** start Exercise inputs **

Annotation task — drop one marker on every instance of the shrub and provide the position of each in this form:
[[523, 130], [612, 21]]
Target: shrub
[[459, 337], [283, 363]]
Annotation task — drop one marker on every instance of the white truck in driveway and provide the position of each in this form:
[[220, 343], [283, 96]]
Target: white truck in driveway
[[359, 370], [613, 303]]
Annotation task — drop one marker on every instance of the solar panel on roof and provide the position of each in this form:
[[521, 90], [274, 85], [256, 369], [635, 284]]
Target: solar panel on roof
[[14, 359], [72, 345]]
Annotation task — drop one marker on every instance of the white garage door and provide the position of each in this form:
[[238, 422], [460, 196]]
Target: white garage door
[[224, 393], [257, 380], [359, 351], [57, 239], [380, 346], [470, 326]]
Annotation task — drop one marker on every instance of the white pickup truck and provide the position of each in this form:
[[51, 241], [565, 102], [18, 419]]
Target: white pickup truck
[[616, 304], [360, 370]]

** end Exercise inputs **

Render everything from the start of the listing down to and including the line containing "[[359, 370], [613, 303]]" as a JSON list of strings, one string per line, with blank lines omitted.

[
  "Annotation task — drop one marker on every instance of the shrub and provide the position of each in this form:",
  "[[523, 130], [612, 21]]",
  "Target: shrub",
  "[[459, 337], [283, 363]]",
  "Annotation task — drop one marker on every instance of the white truck in driveway and provide the position of each in this form:",
  "[[220, 343], [283, 96]]",
  "Target: white truck in driveway",
  "[[359, 370], [613, 303]]"
]